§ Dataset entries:

◆ ◆ ◆ ◆ ◆ ◆ ◆

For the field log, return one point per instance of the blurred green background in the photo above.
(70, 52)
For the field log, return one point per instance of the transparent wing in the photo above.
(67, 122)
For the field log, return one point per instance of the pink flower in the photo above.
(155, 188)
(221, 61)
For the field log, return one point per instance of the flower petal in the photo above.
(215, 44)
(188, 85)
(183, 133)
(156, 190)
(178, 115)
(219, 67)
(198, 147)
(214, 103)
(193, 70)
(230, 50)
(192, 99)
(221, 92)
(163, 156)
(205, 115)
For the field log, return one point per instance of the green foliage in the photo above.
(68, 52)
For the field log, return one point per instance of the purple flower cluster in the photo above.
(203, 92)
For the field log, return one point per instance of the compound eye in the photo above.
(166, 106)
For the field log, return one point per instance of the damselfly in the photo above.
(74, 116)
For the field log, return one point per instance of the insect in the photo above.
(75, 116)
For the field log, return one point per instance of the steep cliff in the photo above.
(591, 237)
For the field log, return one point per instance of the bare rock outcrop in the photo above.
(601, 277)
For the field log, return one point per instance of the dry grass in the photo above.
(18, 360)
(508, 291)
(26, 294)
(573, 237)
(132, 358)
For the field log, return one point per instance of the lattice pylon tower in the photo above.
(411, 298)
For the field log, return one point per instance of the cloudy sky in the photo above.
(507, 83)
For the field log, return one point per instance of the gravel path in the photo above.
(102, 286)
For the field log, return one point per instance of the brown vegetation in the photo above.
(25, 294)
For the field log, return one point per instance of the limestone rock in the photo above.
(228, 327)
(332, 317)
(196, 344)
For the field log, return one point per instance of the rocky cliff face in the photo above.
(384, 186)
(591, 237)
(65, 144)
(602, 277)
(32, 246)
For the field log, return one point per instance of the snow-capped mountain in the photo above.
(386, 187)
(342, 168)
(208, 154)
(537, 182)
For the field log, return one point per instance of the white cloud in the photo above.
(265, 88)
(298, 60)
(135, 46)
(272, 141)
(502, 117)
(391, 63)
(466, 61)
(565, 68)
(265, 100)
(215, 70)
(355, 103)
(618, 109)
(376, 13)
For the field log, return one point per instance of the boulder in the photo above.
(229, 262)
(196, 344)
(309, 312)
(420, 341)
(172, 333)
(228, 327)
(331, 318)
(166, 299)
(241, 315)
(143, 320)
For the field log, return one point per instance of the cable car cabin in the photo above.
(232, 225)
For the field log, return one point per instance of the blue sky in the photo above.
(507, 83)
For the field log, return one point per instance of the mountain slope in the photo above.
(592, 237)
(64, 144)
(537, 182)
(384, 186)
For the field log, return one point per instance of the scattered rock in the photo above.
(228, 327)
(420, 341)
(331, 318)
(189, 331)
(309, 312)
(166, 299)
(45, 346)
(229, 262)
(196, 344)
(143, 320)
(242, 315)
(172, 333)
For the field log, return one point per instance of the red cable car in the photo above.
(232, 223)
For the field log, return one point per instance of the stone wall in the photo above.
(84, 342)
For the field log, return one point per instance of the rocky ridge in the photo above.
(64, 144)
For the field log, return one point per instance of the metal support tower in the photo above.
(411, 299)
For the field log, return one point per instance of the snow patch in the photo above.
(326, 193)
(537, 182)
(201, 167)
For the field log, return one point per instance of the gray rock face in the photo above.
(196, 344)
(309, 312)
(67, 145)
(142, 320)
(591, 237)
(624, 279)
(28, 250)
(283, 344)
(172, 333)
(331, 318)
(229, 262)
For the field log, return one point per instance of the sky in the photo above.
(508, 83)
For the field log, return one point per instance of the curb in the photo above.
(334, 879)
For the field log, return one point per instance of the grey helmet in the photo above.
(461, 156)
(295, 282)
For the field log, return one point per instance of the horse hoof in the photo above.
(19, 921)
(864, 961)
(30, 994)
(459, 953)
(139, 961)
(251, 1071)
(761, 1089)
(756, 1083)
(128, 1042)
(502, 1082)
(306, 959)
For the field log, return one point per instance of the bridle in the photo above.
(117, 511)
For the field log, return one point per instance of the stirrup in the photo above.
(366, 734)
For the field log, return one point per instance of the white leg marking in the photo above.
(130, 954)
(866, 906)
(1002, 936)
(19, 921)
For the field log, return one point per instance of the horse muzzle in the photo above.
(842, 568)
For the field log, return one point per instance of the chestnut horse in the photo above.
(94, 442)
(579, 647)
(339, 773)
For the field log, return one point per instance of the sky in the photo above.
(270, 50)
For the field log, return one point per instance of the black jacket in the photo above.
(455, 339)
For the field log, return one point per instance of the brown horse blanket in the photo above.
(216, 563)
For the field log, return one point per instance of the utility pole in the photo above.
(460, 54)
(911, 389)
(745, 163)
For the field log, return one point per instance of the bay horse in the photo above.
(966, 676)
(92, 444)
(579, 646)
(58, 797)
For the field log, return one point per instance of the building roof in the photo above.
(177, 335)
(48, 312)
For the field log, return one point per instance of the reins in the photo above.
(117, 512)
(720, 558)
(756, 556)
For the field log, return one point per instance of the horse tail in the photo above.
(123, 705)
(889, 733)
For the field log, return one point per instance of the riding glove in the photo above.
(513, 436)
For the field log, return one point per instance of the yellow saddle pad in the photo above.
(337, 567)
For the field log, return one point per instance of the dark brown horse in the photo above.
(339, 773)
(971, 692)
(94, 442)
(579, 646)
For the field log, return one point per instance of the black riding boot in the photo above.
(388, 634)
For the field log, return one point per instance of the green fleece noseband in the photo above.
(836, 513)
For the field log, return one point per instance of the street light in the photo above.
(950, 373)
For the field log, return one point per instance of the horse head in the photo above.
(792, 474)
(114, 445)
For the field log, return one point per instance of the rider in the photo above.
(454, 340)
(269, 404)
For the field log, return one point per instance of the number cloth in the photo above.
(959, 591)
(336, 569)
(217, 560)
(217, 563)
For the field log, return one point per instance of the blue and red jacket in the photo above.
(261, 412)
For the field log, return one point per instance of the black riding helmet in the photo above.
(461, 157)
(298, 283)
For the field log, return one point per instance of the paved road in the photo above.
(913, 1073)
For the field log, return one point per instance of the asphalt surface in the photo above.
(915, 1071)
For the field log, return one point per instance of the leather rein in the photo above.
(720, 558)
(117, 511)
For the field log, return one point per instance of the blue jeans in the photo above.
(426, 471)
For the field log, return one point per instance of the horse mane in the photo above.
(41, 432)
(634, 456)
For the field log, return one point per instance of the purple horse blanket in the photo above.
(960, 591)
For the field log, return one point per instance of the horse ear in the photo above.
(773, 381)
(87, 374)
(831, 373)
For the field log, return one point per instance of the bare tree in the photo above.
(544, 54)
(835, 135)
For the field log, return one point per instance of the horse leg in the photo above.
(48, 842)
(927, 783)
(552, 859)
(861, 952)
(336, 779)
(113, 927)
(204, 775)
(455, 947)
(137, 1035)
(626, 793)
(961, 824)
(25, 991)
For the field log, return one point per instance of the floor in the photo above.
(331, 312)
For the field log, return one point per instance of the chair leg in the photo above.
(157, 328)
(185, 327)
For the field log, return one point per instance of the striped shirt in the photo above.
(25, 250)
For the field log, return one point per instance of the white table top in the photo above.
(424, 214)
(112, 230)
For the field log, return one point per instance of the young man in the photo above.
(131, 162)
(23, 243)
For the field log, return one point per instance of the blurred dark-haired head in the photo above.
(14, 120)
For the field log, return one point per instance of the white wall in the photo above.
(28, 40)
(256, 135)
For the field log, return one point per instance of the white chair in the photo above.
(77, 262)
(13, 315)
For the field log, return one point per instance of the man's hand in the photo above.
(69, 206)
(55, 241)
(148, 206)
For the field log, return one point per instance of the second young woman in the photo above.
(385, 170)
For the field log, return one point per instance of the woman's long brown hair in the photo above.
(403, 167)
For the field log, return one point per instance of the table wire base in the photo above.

◆ ◆ ◆ ◆ ◆ ◆ ◆

§ WORK INSTRUCTION: An exact copy of every record is needed, so retype them all.

§ ANSWER FOR THIS EXERCISE:
For the field log, return one point per instance of the blurred green background in the photo above.
(70, 52)
For the field log, return one point per instance of the transparent wing in the photo above.
(67, 122)
For the field log, return one point per instance of the pink flower in the photo above.
(155, 188)
(221, 61)
For the field log, return one point per instance of the flower petal in the photo above.
(215, 44)
(188, 85)
(183, 133)
(156, 190)
(178, 115)
(219, 67)
(198, 147)
(214, 103)
(193, 70)
(230, 50)
(192, 99)
(221, 92)
(163, 156)
(205, 115)
For the field log, return one point per instance of the green foliage in the photo above.
(68, 52)
For the field log, return one point per instance of the purple flower cluster in the photo above.
(203, 92)
For the field log, return one point per instance of the compound eye in the photo above.
(166, 106)
For the field log, return one point per instance of the damselfly in the photo above.
(74, 116)
For the field log, return one point per instance of the insect in the photo above.
(75, 116)
For the field log, return one point per instance of the steep cliff in the photo above.
(591, 237)
For the field log, return one point per instance of the bare rock outcrop in the photo above.
(601, 277)
For the field log, return one point per instance of the dry grass in the photo above.
(18, 360)
(508, 291)
(26, 294)
(573, 237)
(132, 358)
For the field log, return one point per instance of the lattice pylon tower in the photo above.
(411, 298)
For the field log, return one point per instance of the cloudy sky in the photo above.
(507, 83)
For the field log, return one point per instance of the gravel path in the photo above.
(102, 286)
For the field log, return one point per instance of the brown vegetation in the photo above.
(25, 294)
For the field log, return one point per instance of the limestone rock in the photo above.
(228, 327)
(332, 317)
(196, 344)
For the field log, return one point per instance of the rocky cliff face in the photo above.
(384, 186)
(591, 237)
(65, 144)
(602, 277)
(32, 246)
For the field log, return one point per instance of the snow-capped mountain in the photo above.
(386, 187)
(342, 168)
(208, 154)
(537, 182)
For the field log, return one point per instance of the white cloud in the photo above.
(265, 88)
(298, 60)
(135, 46)
(272, 141)
(502, 117)
(391, 63)
(466, 61)
(565, 68)
(265, 100)
(215, 70)
(355, 103)
(618, 109)
(376, 13)
For the field log, return one point per instance of the boulder in the photo above.
(229, 262)
(196, 344)
(309, 312)
(420, 341)
(172, 333)
(228, 327)
(331, 318)
(166, 299)
(241, 315)
(143, 320)
For the field log, return one point per instance of the cable car cabin in the photo above.
(232, 225)
For the field log, return one point per instance of the blue sky in the photo above.
(507, 83)
For the field log, return one point per instance of the mountain slope in the photo above.
(592, 237)
(64, 144)
(537, 182)
(384, 186)
For the field log, return one point per instance of the scattered rock in the photo above.
(228, 327)
(420, 341)
(331, 318)
(189, 331)
(309, 312)
(166, 299)
(45, 346)
(229, 262)
(196, 344)
(143, 320)
(242, 315)
(172, 333)
For the field log, return one point per instance of the red cable car in the photo above.
(232, 223)
For the field log, return one point per instance of the stone wall in the photo above.
(84, 342)
For the field log, return one point per instance of the rocky ridge in the photo above.
(64, 144)
For the field log, return one point per instance of the metal support tower in the photo above.
(411, 299)
For the field log, return one point per instance of the snow patch in the photo above.
(326, 193)
(537, 182)
(201, 167)
For the field log, return one point per instance of the gray rock face in the photo above.
(196, 344)
(309, 312)
(67, 145)
(142, 320)
(591, 237)
(624, 279)
(28, 250)
(283, 344)
(172, 333)
(331, 318)
(229, 262)
For the field log, return one point per instance of the sky in the photo above.
(508, 83)
For the field log, return one point per instance of the curb in the photo above.
(334, 879)
For the field log, return one point per instance of the grey helmet in the photo above.
(461, 156)
(295, 282)
For the field log, return one point per instance of the horse hoof in the photo above.
(19, 921)
(864, 961)
(30, 994)
(459, 953)
(139, 961)
(251, 1071)
(761, 1089)
(756, 1083)
(128, 1042)
(502, 1082)
(306, 959)
For the field log, return one point per instance of the bridle in the photo above.
(117, 511)
For the field log, return one point per instance of the stirrup in the photo above.
(366, 734)
For the field log, return one point per instance of the white leg marking in the photo above.
(130, 954)
(866, 906)
(1002, 936)
(19, 921)
For the field log, return one point per instance of the horse muzzle in the photo above.
(842, 568)
For the field log, return one point per instance of the chestnut horse in the photo above.
(94, 442)
(579, 647)
(339, 773)
For the field log, return one point per instance of the sky in the photo above.
(270, 50)
For the field log, return one point per instance of the black jacket in the photo above.
(455, 339)
For the field log, return one point per instance of the brown horse blanket in the photo above.
(216, 563)
For the field log, return one point per instance of the utility pole in the photo above.
(460, 54)
(911, 389)
(745, 163)
For the field log, return one point per instance of the bay horse in the photo above.
(966, 676)
(92, 444)
(579, 646)
(58, 797)
For the field log, return one point per instance of the building roof in the photo above.
(177, 335)
(48, 312)
For the field log, return one point per instance of the reins in the photo above.
(117, 512)
(720, 558)
(756, 556)
For the field log, return one point per instance of the horse tail in the photo above.
(123, 705)
(889, 733)
For the field log, return one point per instance of the riding glove in the photo above.
(513, 436)
For the field log, return one point per instance of the yellow saddle pad in the photo above.
(337, 567)
For the field log, return one point per instance of the dark brown horse in the photo above.
(339, 773)
(971, 692)
(94, 442)
(579, 646)
For the field log, return one point per instance of the black riding boot in the photo above.
(388, 634)
For the field log, return one point per instance of the green fleece noseband in the photo above.
(836, 513)
For the field log, return one point per instance of the street light in the photo above.
(950, 373)
For the field log, return one point per instance of the horse head in the photo above.
(792, 474)
(114, 445)
For the field log, return one point per instance of the rider in the photo above.
(454, 340)
(269, 404)
For the field log, return one point per instance of the number cloth in the photo above.
(959, 591)
(336, 569)
(217, 560)
(217, 563)
For the field log, return one point per instance of the blue and red jacket in the photo above.
(261, 412)
For the field log, return one point per instance of the black riding helmet in the photo above.
(461, 157)
(298, 283)
For the field log, return one point per instance of the paved road in the photo above.
(913, 1073)
For the field log, return one point per instance of the asphalt surface in the photo above.
(915, 1071)
For the field log, return one point per instance of the leather rein in the photo above.
(720, 558)
(117, 511)
For the field log, return one point per instance of the blue jeans in the photo above.
(426, 471)
For the field log, return one point per instance of the horse mane in the photo above.
(41, 432)
(634, 456)
For the field log, return one point per instance of the purple horse blanket in the photo above.
(960, 591)
For the field log, return one point per instance of the horse ear in the photo above.
(773, 381)
(87, 374)
(831, 373)
For the field log, return one point per instance of the bare tree in the photo above.
(544, 54)
(835, 135)
For the field log, return one point per instance of the horse leg in the photo above.
(48, 842)
(927, 783)
(552, 859)
(861, 952)
(336, 779)
(113, 927)
(204, 775)
(455, 947)
(137, 1035)
(626, 793)
(961, 824)
(25, 991)
For the field log, return one point per instance of the floor in the photo above.
(331, 312)
For the field log, return one point per instance of the chair leg in the photo above.
(157, 328)
(185, 327)
For the field log, return one point per instance of the striped shirt in the photo above.
(25, 250)
For the field log, return one point per instance of the white table top in the photo above.
(424, 214)
(112, 230)
For the field log, return one point per instance of the young man in the photo above.
(131, 162)
(23, 243)
For the field log, return one point per instance of the blurred dark-haired head in the photo above.
(14, 120)
For the field log, return one point per instance of the white wall in the photo above.
(28, 40)
(256, 135)
For the field log, return one point per instance of the white chair in the photo above.
(77, 262)
(13, 315)
For the field log, return one point per instance of the man's hand in the photo above.
(69, 206)
(55, 241)
(148, 206)
For the field log, return one point per instance of the second young woman in the photo above.
(385, 170)
For the field log, return one point per instance of the woman's long brown hair in the photo above.
(403, 167)
For the field log, return one point per instance of the table wire base in the photo above.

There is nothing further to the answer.